> Dataset content:
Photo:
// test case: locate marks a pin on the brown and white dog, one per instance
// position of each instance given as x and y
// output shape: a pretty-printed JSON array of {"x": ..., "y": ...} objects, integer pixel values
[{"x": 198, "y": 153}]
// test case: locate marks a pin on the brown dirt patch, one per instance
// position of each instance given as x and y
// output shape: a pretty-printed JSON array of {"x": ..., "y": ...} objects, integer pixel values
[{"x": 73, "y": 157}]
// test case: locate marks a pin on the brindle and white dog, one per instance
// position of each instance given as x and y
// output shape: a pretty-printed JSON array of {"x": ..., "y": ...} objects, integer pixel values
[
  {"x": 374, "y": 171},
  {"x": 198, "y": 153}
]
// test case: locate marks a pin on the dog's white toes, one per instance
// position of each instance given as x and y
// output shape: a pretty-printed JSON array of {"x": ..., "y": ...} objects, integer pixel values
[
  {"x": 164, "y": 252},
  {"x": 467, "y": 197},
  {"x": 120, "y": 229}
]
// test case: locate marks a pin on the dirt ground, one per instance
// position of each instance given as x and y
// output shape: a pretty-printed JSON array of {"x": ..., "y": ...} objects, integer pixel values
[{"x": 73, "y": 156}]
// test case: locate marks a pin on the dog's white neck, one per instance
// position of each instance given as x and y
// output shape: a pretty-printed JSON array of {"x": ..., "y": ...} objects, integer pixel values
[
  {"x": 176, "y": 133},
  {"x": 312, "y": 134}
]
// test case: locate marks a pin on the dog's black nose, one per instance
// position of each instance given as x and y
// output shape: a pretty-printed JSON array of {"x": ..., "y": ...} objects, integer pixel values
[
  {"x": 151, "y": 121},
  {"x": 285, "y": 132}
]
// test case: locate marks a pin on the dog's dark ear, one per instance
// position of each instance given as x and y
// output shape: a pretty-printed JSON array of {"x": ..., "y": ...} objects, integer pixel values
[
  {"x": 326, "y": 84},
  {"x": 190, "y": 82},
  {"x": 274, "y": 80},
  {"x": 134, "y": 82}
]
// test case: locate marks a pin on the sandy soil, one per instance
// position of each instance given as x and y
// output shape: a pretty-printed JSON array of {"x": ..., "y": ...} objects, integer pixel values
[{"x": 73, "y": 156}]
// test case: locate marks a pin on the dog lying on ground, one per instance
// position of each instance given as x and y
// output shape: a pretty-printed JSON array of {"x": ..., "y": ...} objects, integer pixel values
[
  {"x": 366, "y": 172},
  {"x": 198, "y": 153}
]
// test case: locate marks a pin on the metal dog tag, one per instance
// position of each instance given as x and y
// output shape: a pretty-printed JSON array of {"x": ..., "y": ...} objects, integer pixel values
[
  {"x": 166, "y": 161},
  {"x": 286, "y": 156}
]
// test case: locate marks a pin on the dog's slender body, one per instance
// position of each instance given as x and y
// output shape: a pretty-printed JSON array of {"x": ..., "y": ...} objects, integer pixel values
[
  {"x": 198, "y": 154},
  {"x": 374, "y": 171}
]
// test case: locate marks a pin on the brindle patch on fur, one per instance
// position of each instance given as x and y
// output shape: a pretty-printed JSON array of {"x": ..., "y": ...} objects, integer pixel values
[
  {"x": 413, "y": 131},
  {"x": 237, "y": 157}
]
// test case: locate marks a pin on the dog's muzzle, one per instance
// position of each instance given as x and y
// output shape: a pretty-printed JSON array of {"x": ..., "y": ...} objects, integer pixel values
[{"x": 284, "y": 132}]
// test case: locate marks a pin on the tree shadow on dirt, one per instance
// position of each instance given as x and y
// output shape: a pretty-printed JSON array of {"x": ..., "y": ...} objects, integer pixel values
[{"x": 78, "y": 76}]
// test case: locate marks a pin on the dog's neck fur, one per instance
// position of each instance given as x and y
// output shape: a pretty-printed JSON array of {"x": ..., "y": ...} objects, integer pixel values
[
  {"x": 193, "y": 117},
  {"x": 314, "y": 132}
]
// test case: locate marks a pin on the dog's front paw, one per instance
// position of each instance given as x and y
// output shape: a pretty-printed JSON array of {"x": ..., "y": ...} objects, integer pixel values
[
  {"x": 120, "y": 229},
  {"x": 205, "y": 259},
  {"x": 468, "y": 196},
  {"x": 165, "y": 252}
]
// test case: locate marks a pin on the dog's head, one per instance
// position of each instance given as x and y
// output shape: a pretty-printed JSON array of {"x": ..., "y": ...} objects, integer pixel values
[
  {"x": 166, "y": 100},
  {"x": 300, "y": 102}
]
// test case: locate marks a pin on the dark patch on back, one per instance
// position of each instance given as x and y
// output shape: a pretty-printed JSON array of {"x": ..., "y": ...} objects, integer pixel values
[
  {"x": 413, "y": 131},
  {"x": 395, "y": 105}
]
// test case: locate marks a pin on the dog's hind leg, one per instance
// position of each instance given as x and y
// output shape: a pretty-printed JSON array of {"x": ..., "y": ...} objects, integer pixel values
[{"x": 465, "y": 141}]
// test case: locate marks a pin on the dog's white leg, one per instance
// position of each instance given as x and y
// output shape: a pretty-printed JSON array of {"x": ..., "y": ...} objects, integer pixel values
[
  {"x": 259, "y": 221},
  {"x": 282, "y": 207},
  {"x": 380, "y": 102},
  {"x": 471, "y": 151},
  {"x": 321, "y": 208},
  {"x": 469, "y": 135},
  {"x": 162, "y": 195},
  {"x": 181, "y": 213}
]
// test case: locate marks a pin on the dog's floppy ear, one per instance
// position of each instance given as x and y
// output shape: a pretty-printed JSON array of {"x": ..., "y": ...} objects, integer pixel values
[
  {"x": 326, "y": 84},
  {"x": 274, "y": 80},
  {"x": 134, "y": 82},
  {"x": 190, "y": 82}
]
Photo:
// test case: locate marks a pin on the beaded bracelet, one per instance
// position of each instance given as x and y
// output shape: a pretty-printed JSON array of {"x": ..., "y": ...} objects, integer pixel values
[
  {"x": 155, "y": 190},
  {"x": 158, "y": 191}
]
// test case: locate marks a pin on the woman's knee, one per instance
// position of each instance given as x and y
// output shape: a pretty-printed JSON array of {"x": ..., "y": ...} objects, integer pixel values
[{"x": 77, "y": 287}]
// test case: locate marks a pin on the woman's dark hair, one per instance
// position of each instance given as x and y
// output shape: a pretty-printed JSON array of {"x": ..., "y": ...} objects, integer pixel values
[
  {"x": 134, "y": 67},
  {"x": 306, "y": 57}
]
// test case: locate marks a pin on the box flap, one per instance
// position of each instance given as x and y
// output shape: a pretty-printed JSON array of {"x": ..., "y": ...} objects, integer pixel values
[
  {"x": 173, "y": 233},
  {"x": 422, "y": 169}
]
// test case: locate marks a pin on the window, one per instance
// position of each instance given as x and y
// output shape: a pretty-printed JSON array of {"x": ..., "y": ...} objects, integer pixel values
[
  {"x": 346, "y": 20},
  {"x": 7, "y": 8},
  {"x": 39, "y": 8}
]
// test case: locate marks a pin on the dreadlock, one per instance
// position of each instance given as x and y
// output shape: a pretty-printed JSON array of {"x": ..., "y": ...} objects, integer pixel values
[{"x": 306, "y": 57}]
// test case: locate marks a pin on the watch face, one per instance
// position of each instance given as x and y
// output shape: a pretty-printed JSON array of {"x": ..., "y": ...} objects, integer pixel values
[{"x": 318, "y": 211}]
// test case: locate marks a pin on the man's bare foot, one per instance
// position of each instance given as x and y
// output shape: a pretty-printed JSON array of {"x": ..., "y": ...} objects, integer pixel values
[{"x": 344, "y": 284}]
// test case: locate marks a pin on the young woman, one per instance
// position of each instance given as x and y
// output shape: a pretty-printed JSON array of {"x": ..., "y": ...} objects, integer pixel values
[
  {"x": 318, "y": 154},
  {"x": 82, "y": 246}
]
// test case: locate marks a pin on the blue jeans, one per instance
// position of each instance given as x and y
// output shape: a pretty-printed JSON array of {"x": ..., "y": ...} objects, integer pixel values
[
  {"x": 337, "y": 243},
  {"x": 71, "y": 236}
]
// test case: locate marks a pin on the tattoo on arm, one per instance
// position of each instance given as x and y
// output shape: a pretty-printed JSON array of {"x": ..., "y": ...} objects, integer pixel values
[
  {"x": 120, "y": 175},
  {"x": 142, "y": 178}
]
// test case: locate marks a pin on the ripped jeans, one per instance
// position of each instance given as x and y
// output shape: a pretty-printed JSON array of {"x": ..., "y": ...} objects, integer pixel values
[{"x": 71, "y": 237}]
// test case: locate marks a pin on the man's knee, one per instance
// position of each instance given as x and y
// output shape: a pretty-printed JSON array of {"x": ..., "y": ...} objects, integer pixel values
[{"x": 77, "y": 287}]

> Exercise brief:
Using the entries above, extract exactly the span from the line with "brindle and white dog, one per instance" to the line with "dirt ground, one per instance", both lines included; leave out everything else.

> Solution for this exercise:
// test case: locate marks a pin on the brindle and white dog, one per instance
// position of each instance given as x and y
// output shape: a pretty-printed JSON array of {"x": ..., "y": ...} objects, integer pixel values
[
  {"x": 374, "y": 171},
  {"x": 198, "y": 153}
]
// test case: locate marks a pin on the dog's white toes, one per instance
// position of each instance given as x and y
// output shape: a pretty-printed JSON array of {"x": ..., "y": ...} objects, integer pixel values
[
  {"x": 164, "y": 252},
  {"x": 467, "y": 197},
  {"x": 120, "y": 229}
]
// test case: locate marks a pin on the dirt ground, one per instance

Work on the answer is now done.